Eso se juega. No tiene nada que ver la simpatía personal, la gente que
“me gusta”. Alguien puede ser soberbio y buen gobernante, humilde y pésimo
político. La política no es una continuidad simple de las cualidades de
relaciones cotidianas, de amistad o de familia. Si me subo a un avión, no me
interesa que el piloto sea simpático, no me pregunto si “me gusta”: la cuestión
es que el avión no se caiga, que ese hombre sepa pilotear. Todo lo demás está
de sobra.
Es lo mismo a la hora de la política y del gobierno. Necesitamos quien
sepa gobernar, lo cual nunca es sólo una cualidad personal: es de partido y
agrupación política, de equipos de gobierno, de fuerza suficiente para sostener
la gobernabilidad. Es cuestión de programas y proyectos. Haber votado a un candidato
porque “me gusta” es una importante liviandad, que podría pagarse muy caro: un
país de nuevo como en 2001, ingobernable, empobrecido, asfixiado por la deuda
externa, de consulados repletos de gente que quiere irse, no es algo que
alguien pudiera querer. Y para ello hay que buscar proyectos, capacidad de
gobierno, sustento para sostenerse en el gobierno. Volver a los gobiernos/flan
no puede hacerle bien a la Argentina. Tampoco tener legislaturas paralizantes o
viscosas, donde nadie sabe qué votará cada uno, pues muchos no tienen programa
ni exhiben ideología.

▶ LÍNEAS DE DATOS:

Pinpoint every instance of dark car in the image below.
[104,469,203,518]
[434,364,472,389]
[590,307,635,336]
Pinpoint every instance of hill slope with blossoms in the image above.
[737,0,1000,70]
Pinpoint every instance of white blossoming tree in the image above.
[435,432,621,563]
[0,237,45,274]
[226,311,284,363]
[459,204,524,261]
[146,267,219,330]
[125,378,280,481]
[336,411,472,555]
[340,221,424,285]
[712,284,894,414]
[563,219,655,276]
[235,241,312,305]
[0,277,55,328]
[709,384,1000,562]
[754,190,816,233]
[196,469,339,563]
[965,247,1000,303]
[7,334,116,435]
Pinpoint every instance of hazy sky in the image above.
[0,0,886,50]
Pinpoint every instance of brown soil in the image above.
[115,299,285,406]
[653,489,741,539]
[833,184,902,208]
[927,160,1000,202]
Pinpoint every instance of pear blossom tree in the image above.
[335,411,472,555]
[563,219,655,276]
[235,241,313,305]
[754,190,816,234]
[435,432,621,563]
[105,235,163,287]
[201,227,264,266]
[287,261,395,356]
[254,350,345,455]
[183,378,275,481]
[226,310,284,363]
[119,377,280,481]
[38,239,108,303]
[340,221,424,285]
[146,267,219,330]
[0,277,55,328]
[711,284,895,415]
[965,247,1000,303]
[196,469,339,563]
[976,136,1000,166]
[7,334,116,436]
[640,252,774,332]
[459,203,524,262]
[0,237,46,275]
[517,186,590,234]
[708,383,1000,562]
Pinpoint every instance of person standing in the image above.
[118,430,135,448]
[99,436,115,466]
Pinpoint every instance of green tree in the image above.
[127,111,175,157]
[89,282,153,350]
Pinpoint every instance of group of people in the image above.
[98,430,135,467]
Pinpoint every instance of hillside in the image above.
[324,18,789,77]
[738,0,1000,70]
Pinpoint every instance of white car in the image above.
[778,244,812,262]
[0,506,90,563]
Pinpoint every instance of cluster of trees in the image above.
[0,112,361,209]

▶ EL PROBLEMA:
Transcriba literalmente el pasaje del fragmento sobre la política y el gobierno comprendido entre “Es lo mismo” y “ni exhiben ideología.”, ambos incluidos.

▶ RESPUESTA DEL EJERCICIO:
Es lo mismo a la hora de la política y del gobierno. Necesitamos quien
sepa gobernar, lo cual nunca es sólo una cualidad personal: es de partido y
agrupación política, de equipos de gobierno, de fuerza suficiente para sostener
la gobernabilidad. Es cuestión de programas y proyectos. Haber votado a un candidato
porque “me gusta” es una importante liviandad, que podría pagarse muy caro: un
país de nuevo como en 2001, ingobernable, empobrecido, asfixiado por la deuda
externa, de consulados repletos de gente que quiere irse, no es algo que
alguien pudiera querer. Y para ello hay que buscar proyectos, capacidad de
gobierno, sustento para sostenerse en el gobierno. Volver a los gobiernos/flan
no puede hacerle bien a la Argentina. Tampoco tener legislaturas paralizantes o
viscosas, donde nadie sabe qué votará cada uno, pues muchos no tienen programa
ni exhiben ideología.